**WHAT TO DO**
Copy the data from its first line up to and including the line containing "positive clicks: (370, 39) (330, 103)", with "approximate" replaced by "loose" and nothing else altered. Omit the pictures.

------ EXERCISE MATERIALS

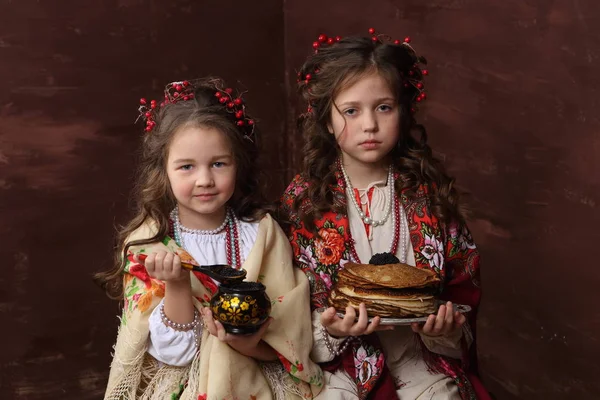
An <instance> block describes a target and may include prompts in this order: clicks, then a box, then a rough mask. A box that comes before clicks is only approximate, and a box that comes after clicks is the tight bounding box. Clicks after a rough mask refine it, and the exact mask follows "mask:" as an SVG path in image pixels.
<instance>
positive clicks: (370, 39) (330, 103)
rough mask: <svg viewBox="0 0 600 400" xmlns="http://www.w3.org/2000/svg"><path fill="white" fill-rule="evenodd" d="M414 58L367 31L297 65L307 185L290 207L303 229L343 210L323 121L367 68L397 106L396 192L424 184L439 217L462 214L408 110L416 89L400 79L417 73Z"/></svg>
mask: <svg viewBox="0 0 600 400" xmlns="http://www.w3.org/2000/svg"><path fill="white" fill-rule="evenodd" d="M417 62H418V57H417V55H416V54H415V52H414V51H413V50H412V49H411V48H410V47H408V46H405V45H402V44H399V45H396V44H392V43H386V42H382V41H379V40H377V41H375V40H372V38H370V37H369V38H366V37H348V38H344V39H342V40H341V41H339V42H336V43H334V44H333V45H330V46H323V47H321V48H319V51H318V52H316V53H315V54H313V55H311V56H309V57H308V59H307V60H306V62H305V63H304V65H303V66H302V68H301V70H300V71H299V77H300V78H301V79H300V80H299V82H300V83H299V91H300V93H301V95H302V97H303V98H304V99H305V100H306V101H307V102H308V103H309V106H310V108H311V112H308V113H306V114H303V115H301V116H300V118H299V119H298V127H299V129H300V131H301V132H302V133H303V135H304V139H305V145H304V154H305V158H304V165H303V170H302V175H303V177H304V179H305V180H306V181H307V182H308V184H309V185H308V188H307V190H305V191H303V192H302V193H300V194H299V195H298V197H297V198H296V199H295V202H294V209H295V210H296V211H297V212H298V214H299V217H300V218H301V220H302V222H304V224H305V226H306V227H307V228H308V229H311V230H315V224H314V221H315V220H316V219H318V217H320V215H321V214H322V213H323V212H326V211H336V212H345V210H344V204H343V203H342V202H340V200H336V199H335V197H334V196H333V192H332V190H331V187H333V186H334V185H335V184H336V177H335V174H336V170H337V163H336V160H337V158H338V157H339V154H340V148H339V145H338V144H337V142H336V140H335V137H334V135H332V134H331V133H330V132H329V130H328V128H327V127H328V124H329V123H330V122H331V115H332V108H333V107H336V106H335V104H334V99H335V98H336V96H337V95H338V94H339V93H340V92H341V91H342V90H344V89H345V88H347V87H349V86H351V85H353V84H354V83H356V82H357V81H358V80H360V79H361V78H362V77H364V76H365V75H367V74H371V73H378V74H379V75H380V76H382V77H383V78H384V79H385V80H386V81H387V82H388V84H389V85H390V88H392V91H393V92H394V93H395V96H396V100H397V102H398V105H399V108H400V139H399V140H398V143H397V145H396V146H395V147H394V148H393V149H392V151H391V153H390V154H389V156H390V160H391V162H392V163H393V165H394V167H395V168H396V170H397V171H398V172H399V175H400V179H398V180H396V192H397V193H400V191H402V190H406V191H405V193H406V195H407V196H409V198H411V197H412V198H414V196H415V194H416V192H417V189H418V187H419V186H420V185H422V184H428V185H429V191H428V197H429V200H430V202H431V209H432V212H433V213H434V215H435V216H436V217H438V218H439V219H440V220H441V221H442V222H449V221H451V220H458V221H463V220H464V211H463V210H462V207H459V194H458V192H457V190H456V188H455V187H454V179H453V178H451V177H450V176H448V174H447V173H446V172H445V169H444V167H443V165H442V164H441V162H440V161H439V160H437V159H436V158H435V157H433V155H432V150H431V148H430V147H429V145H428V144H427V132H426V130H425V127H424V126H423V125H420V124H418V123H417V121H416V119H415V117H414V112H413V111H412V107H414V103H413V101H414V99H415V97H416V96H417V95H418V89H417V88H415V86H413V85H412V84H407V85H405V83H407V82H408V81H407V79H408V78H409V77H410V79H419V80H420V79H421V78H422V76H421V71H420V70H419V69H414V66H415V65H416V64H417ZM307 74H310V75H311V78H310V79H309V80H306V79H304V77H306V75H307ZM307 204H309V206H308V207H307V206H306V205H307Z"/></svg>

------------

**REPLY TO THE TASK**
An <instance> block describes a target and may include prompts in this order: clicks, then a box, then a rough mask. A box that comes before clicks is only loose, and a box that comes after clicks is the tight bounding box. Clicks after a rough mask refine it, and the exact mask follows "mask:" as an SVG path in image pixels.
<instance>
positive clicks: (370, 39) (330, 103)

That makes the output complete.